Page excerpt.
Q. Well, at least investors were informed that a lawsuit was commenced in June 2009.

A. Right.

Q. Does that assist in your recollection of when you would have found out that I3 was a Ponzi scheme?

A. No. I -- I still -- I mean, I still -I'm going by what ... what we -- what the person who assisted us in the lawsuit, what he -- the information he has, which is he dealt with the lawyers and stuff like that,

Q. Your evidence this morning was that you commenced the lawsuit after learning that I3 was possibly a Ponzi scheme.

A. That's correct.

Q. You also learned that Mr. Harris had stopped trading any investor funds in November 2007?

A. Are you asking me whether I learned that in '07 or are you asking me whether I learned that he stopped doing it in '07?

Q. I'm asking whether you learned that at any point.

A. Yes.

Q. And you would have learned that at or around the same time that you learned that I3 was possibly a Ponzi scheme?

A. That's correct.

Q. But you didn't advise New Found Freedom investors that their funds had possibly been invested in a Ponzi scheme?

A. Did I advise them of that? I can't remember if we did that. I know I spoke to some of my clients, because the majority of the clients that -- in Kevin Harris was a lot of my friends, so I didn't need to send an email, I spoke to them directly.

Q. You didn't advise any New Found Freedom investors that Mr. Harris had stopped trading in 2007?

A. Well, the conversation -- are you asking me the conversation I had with my friends? Is that what you're asking me?

Q. I'm asking you whether you advised any New Found Freedom investors that Mr. Harris had stopped trading in 2007.

A. I advised them about the whole details of his Ponzi scheme when we found out.

Q. But you didn't provide any emails do that effect to investors.

[150] Mr. Martinez confirmed Mr. Ho's evidence that NFF stopped making deposits from any of the four bank accounts to any of the three traders on January 23, 2009. Instead of depositing money with Mr. Blackett the money was rolled-over, that is to say, that if NFF had $50,000 in investor funds to deposit with Mr. Blackett and Mr. Blackett owed NFF $20,000 in monthly payments, NFF would only deposit the difference, i.e. $30,000. The remaining $20,000 of investors' funds was used to pay out other investors. During the period from January to September 2009, NFF never told investors that it had stopped providing funds to the traders. New investor funds that NFF received from the end of January to September 2009 were deposited into one of the four NFF bank accounts and were not segregated from other funds in those accounts. Payments were made out of NFF accounts for a variety of purposes during that January to September 2009 period, including payments to other investors.

[151] Mr. Martinez was referred to H.B. Vol. 9, Tab 15 filed as Ex. 113. The document is a letter from NFF dated August 28, 2009 addressed to investor L.M. and the letter states that L.M.'s funds will be deposited "with our trader" on September 30, 2009. Mr. Martinez confirmed that L.M.'s funds were never deposited with a trader but were deposited into NFF's bank account. The funds would have been used to pay other investors. Letters with similar statements would have been sent to other investors after January 23, 2009.

Dataset excerpts.
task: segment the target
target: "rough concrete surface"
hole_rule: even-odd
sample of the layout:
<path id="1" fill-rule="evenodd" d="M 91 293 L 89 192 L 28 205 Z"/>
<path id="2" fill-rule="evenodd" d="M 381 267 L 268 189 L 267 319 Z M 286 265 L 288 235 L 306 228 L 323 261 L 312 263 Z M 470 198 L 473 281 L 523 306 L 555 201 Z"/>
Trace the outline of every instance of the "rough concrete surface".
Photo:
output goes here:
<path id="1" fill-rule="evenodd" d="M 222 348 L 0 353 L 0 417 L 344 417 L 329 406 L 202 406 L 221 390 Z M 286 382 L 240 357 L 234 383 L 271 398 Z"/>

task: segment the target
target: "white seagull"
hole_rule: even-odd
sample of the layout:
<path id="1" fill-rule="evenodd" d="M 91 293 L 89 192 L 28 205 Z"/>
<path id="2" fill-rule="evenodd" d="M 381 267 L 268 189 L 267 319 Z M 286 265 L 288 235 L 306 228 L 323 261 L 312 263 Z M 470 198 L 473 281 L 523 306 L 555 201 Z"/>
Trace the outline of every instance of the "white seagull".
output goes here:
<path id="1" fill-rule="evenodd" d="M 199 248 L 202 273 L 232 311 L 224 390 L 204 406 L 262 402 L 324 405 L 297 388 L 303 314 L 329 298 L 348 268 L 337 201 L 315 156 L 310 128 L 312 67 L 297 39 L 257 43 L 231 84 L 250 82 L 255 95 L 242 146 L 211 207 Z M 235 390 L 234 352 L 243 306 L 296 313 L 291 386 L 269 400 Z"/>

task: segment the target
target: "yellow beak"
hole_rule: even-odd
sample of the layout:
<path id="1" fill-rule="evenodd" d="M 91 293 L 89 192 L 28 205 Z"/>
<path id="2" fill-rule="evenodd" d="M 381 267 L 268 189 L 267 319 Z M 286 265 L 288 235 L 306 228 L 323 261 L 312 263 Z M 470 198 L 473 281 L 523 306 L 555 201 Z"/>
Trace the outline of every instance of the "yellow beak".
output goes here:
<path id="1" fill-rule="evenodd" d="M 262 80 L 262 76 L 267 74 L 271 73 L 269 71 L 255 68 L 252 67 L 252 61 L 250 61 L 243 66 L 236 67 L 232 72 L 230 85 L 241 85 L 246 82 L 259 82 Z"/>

Instruction 1. Tally the lines of the records that contain the string "every", counting a match only when its case is the same, and reply with the number alone.
Instruction 2. Resume the hearing excerpt on NFF, beginning right after its last sentence.
The hearing excerpt on NFF and the records come from unrelated sources.

Final result 1. 3

Final result 2.
[152] Mr. Martinez confirmed that NFF investor funds were transferred to a company called Greenland Developments ("Greenland"), a property development enterprise. It had nothing to do with Forex trading. A contract signed with Greenland recorded a loan from NFF to Greenland. Mr. Martinez acknowledged that it would be fair to say that before January 29, 2009 investor funds were provided to parties other than Forex traders.

[153] Mr. Martinez was asked to refer to H.B. Vol. 3, Tab 9, sub-tab O. Mr. Martinez identified the documents as those received by investors. There are two documents that describe Forex trading, the first beginning at p. 137. Mr. Martinez confirmed that on p. 137 it states that 80% of the principal was guaranteed. At p. 138 it states that I3 is the party doing the trading. On the second document, beginning at p. 140, Mr. Martinez identified the document as one used after Mr. Blackett became the trader for NFF. At the top of p. 141 it states that 80% of the principal is guaranteed.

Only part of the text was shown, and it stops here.